**GIVEN REQUEST:** Reproduce the records, requests included, from the line containing "Practice step: find the black background" through the end of the records. Offset every coordinate in the answers by -27, leaving the requests and their sample coordinates unchanged.

(Named-object pointing records)
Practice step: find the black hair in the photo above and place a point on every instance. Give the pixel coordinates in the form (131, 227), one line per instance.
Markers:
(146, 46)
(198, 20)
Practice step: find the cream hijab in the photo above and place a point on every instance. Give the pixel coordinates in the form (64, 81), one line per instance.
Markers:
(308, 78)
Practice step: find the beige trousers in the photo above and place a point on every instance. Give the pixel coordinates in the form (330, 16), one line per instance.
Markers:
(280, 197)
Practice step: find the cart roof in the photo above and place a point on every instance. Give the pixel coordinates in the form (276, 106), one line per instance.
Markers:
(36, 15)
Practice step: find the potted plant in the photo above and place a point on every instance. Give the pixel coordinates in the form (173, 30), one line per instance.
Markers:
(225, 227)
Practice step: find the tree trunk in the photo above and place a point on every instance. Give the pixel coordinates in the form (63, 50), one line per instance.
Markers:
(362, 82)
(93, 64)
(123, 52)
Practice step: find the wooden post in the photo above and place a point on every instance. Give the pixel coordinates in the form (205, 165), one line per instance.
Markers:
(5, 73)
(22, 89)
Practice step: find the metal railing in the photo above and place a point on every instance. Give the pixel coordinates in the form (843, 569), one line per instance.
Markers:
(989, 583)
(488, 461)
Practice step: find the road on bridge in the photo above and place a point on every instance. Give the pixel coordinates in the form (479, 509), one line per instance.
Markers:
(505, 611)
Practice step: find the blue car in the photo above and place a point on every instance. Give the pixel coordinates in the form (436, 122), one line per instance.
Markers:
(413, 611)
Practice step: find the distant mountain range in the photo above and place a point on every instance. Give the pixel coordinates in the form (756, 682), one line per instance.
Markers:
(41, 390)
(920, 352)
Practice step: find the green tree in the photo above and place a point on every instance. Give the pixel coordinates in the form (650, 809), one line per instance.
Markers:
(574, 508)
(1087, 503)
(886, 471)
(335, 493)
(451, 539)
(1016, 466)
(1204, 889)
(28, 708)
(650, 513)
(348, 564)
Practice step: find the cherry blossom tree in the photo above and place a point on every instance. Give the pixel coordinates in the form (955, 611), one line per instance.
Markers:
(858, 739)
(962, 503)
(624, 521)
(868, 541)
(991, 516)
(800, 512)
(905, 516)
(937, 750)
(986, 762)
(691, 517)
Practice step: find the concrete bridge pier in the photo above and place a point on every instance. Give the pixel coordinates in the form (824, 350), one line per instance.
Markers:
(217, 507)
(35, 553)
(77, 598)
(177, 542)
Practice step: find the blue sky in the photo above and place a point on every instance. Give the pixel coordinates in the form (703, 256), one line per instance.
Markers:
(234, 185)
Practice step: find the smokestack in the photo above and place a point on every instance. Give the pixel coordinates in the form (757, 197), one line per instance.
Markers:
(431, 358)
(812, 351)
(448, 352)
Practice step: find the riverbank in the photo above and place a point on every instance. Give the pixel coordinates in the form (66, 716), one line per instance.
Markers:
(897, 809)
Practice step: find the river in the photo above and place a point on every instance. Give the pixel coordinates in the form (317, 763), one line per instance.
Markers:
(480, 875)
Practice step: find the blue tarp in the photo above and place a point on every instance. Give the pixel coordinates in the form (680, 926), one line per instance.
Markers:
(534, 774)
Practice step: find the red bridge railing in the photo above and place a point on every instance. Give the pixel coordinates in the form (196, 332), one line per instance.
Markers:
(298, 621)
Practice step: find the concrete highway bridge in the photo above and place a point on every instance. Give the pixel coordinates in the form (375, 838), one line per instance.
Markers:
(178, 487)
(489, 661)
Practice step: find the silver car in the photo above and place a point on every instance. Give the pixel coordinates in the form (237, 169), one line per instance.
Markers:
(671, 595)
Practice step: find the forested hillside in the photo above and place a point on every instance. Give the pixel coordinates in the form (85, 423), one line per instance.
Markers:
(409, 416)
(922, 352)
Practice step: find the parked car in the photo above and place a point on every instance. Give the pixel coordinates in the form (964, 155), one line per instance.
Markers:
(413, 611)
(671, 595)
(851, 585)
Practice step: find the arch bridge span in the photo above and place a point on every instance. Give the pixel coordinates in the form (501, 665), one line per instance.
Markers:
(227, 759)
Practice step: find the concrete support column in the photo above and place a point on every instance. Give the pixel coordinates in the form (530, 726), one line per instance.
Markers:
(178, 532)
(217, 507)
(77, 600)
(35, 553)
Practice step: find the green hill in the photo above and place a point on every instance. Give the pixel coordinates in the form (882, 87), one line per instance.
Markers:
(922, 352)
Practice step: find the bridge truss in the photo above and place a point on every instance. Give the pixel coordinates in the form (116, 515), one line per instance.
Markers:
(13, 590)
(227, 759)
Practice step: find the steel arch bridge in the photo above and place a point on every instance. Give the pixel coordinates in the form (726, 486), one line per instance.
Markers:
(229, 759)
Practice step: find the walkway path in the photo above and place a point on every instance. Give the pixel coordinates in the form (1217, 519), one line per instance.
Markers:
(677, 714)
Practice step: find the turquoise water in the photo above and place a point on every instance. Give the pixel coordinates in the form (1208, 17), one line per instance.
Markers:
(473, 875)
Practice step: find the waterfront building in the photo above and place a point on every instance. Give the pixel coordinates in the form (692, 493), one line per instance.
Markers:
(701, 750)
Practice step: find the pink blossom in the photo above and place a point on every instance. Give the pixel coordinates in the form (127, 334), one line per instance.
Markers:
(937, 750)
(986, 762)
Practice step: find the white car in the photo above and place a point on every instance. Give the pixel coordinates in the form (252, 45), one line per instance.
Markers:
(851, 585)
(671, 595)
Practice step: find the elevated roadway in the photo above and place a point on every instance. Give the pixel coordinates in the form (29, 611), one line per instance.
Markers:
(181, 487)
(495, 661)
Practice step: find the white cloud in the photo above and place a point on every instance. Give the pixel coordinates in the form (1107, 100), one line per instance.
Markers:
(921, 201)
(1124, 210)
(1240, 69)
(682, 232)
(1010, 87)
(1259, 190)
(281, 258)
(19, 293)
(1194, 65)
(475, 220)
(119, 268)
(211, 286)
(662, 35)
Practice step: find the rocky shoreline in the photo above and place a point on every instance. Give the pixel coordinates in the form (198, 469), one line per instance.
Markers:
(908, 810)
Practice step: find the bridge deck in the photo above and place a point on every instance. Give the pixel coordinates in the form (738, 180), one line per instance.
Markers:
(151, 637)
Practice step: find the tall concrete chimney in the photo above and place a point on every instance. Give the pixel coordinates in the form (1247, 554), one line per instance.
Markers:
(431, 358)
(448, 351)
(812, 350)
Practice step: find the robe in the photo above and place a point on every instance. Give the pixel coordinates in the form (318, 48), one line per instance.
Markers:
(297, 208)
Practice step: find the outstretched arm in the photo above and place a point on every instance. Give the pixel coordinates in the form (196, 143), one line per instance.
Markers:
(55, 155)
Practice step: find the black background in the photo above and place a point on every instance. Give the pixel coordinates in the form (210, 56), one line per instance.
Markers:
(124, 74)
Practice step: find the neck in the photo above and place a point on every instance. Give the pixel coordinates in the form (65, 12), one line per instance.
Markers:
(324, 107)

**CORRECT ANSWER:**
Practice step: find the black background in the photo above and place a point on every instance. Give the pixel coordinates in the form (210, 56), one line per instance.
Markers:
(97, 47)
Practice step: find the neck in the photo above and place a point on every instance. Give the pixel coordinates in the form (65, 12), one line per instance.
Markers:
(297, 80)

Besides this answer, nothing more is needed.